**Exercise prompt**
Copy the records below word for word, leaving out the pictures.

**Exercise input**
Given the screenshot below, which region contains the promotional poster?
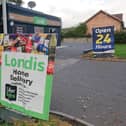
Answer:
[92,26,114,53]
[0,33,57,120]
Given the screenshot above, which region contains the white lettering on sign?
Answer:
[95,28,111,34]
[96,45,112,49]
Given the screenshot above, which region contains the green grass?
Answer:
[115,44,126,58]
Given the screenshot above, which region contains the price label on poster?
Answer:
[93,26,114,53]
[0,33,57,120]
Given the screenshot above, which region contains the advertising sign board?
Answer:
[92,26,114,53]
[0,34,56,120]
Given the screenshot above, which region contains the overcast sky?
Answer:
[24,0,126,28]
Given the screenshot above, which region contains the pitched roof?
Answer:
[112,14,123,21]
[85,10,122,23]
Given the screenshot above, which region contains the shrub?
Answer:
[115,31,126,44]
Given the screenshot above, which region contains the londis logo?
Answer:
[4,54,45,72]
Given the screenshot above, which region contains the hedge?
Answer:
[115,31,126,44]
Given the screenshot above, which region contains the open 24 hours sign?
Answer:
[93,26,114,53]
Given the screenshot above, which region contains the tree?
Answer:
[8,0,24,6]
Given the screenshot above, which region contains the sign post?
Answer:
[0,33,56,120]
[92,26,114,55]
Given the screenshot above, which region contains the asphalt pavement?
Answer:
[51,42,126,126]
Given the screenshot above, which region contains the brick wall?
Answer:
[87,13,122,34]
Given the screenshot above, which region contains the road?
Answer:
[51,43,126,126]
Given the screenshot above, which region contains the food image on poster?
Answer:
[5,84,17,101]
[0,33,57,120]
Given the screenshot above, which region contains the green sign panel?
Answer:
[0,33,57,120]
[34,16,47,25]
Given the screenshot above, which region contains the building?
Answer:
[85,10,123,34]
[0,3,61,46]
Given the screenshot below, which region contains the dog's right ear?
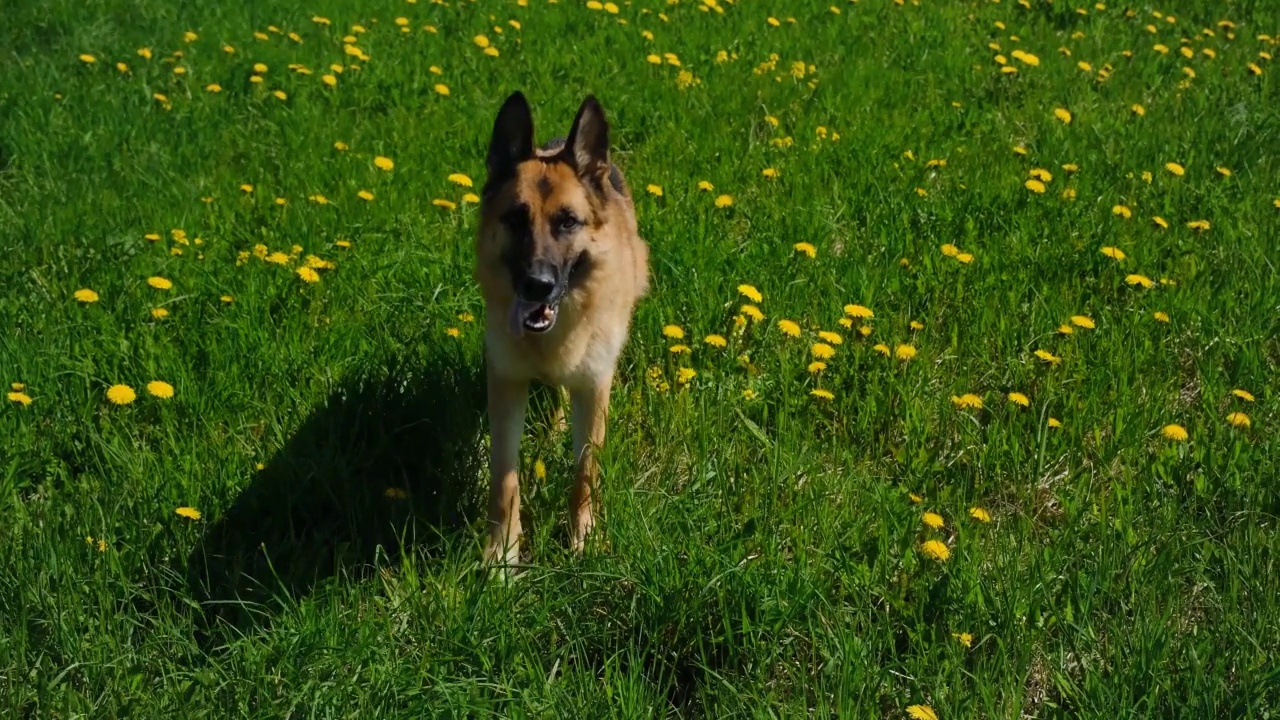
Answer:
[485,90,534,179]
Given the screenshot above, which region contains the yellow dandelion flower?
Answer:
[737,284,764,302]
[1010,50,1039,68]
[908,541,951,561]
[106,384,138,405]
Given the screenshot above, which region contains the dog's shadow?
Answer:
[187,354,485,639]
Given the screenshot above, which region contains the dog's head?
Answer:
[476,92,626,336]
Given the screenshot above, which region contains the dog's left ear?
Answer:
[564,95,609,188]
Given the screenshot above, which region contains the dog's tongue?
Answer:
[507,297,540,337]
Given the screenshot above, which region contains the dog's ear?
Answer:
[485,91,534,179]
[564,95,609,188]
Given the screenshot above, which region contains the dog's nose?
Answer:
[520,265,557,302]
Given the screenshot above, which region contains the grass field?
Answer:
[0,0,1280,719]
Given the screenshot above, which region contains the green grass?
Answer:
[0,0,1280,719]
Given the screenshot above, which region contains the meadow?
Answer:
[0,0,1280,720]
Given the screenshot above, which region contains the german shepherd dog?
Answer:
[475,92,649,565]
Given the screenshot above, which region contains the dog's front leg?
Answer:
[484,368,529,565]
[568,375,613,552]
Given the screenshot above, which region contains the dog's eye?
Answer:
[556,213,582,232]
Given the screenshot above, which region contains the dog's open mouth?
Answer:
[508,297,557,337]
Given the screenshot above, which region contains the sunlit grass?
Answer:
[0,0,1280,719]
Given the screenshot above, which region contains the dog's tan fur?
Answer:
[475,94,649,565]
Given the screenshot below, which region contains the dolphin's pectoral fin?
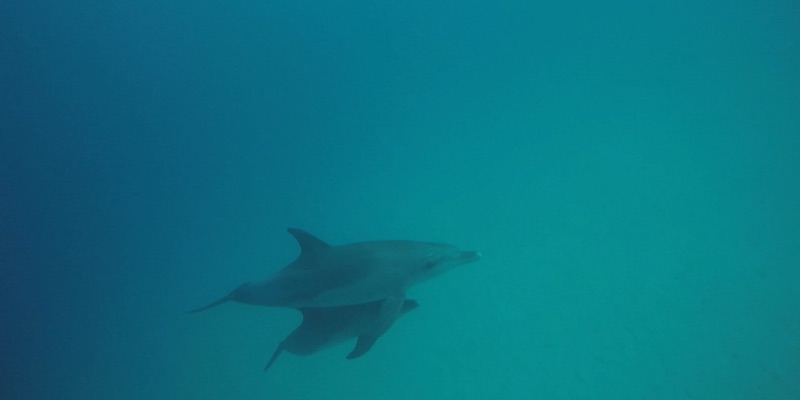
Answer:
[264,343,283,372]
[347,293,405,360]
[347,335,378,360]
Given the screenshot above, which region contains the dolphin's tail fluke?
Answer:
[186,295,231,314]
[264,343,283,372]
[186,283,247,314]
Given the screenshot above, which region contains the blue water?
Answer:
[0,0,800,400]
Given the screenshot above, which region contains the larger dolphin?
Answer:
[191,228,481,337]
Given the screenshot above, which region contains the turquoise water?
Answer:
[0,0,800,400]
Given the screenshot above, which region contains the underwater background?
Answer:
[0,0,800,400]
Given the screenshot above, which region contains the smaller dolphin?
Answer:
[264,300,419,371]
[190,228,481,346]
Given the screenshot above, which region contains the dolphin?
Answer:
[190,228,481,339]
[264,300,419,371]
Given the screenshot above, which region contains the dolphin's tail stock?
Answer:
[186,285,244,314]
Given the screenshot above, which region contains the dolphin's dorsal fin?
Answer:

**Worked solution**
Given the screenshot below, which region contains the promotional poster?
Answer:
[92,26,114,53]
[0,33,57,120]
Given the screenshot above, which region contains the white lettering on sign?
Answer:
[95,28,111,34]
[96,45,112,49]
Given the screenshot above, which region contains the green grass?
Answer:
[115,44,126,58]
Given the screenshot above, which region contains the price label on poster?
Answer:
[93,26,114,53]
[0,33,57,120]
Given the screenshot above, which region contains the advertising sign board?
Answer:
[92,26,114,53]
[0,34,56,120]
Given the screenshot above, which region contains the overcast sky?
Answer:
[24,0,126,28]
Given the screenshot above, which region contains the pitched roof?
Answer:
[112,14,123,21]
[85,10,122,23]
Given the screenshot above, which region contains the shrub?
Answer:
[115,31,126,44]
Given the screenshot above, which region contains the londis logo?
Answer:
[4,54,45,72]
Given the screenshot above, which region contains the hedge?
Answer:
[115,31,126,44]
Given the screenshot above, which region contains the open 24 hours sign?
Answer:
[93,26,114,53]
Given the screenshot above, which region contains the tree?
Answer:
[8,0,24,6]
Given the screenshot above, which region contains the sign post?
Answer:
[0,33,56,120]
[92,26,114,55]
Given the screenshot above, which region contains the asphalt pavement?
Answer:
[51,42,126,126]
Given the screenshot above, which region contains the brick wall?
Answer:
[87,13,122,34]
Given the screenshot above, which region contains the road?
Answer:
[51,43,126,126]
Given the screenshot above, which region contains the food image on poster?
Answer:
[5,84,17,101]
[0,33,57,120]
Given the screenshot above, which region contains the green sign panel?
Answer:
[0,33,57,120]
[34,16,47,25]
Given the screenshot above, which region contains the building?
Answer:
[85,10,123,34]
[0,3,61,46]
Given the screenshot below, which region contains the dog's right ear?
Answer:
[485,90,534,179]
Given the screenshot above, which region contains the yellow dandelion flower?
Answer:
[737,284,764,302]
[1010,50,1039,68]
[908,541,951,561]
[106,384,138,405]
Given the screenshot above, which region contains the dog's shadow?
Answer:
[187,354,485,639]
Given the screenshot above, which region contains the dog's head?
Answer:
[476,92,626,336]
Given the screenshot above, which region contains the dog's left ear?
Answer:
[564,95,609,188]
Given the screenshot above, which region contains the dog's tongue?
Answer:
[507,297,540,337]
Given the screenshot above, which region contains the dog's ear?
Answer:
[485,91,534,179]
[564,95,609,188]
Given the screenshot above, which region contains the dog's nose?
Answer:
[520,265,557,302]
Given the screenshot above, which region contains the grass field?
Answer:
[0,0,1280,719]
Given the screenshot above, which region contains the green grass?
Answer:
[0,0,1280,719]
Given the screenshot above, which region contains the meadow?
Answer:
[0,0,1280,720]
Given the screenshot above, which region contains the german shepherd dog?
Answer:
[475,92,649,565]
Given the screenshot above, which region contains the dog's front leg?
Answer:
[484,368,529,565]
[568,375,613,552]
Given the screenshot above, which region contains the dog's eye?
Answer:
[556,213,582,232]
Given the screenshot above, which region contains the dog's open mouth?
Answer:
[508,297,557,337]
Given the screenshot above, which region contains the sunlit grass?
Answer:
[0,0,1280,719]
Given the screenshot above, which region contains the dog's tan fur?
Answer:
[475,94,649,565]
Given the screenshot below, which region contains the dolphin's pectoral fin?
Answer:
[264,343,283,372]
[347,293,405,360]
[347,335,378,360]
Given the screenshot above, which region contains the dolphin's tail fluke?
Answer:
[186,295,231,314]
[264,343,283,372]
[186,283,247,314]
Given the screenshot above, which region contains the blue water?
Answer:
[0,0,800,400]
Given the screenshot above, which region contains the larger dolphin?
Answer:
[191,228,481,337]
Given the screenshot above, which region contains the turquoise water?
Answer:
[0,0,800,400]
Given the screenshot above, which region contains the underwater background?
Answer:
[0,0,800,400]
Given the screenshot above, which region contains the smaller dolphin?
Answer:
[264,300,419,371]
[190,228,481,346]
Given the screenshot above, which region contains the dolphin?
Answer:
[190,228,481,339]
[264,300,419,371]
Given the screenshot above, which region contains the dolphin's tail stock?
Answer:
[186,285,244,314]
Given the screenshot above, which region contains the dolphin's dorsal fin?
Answer:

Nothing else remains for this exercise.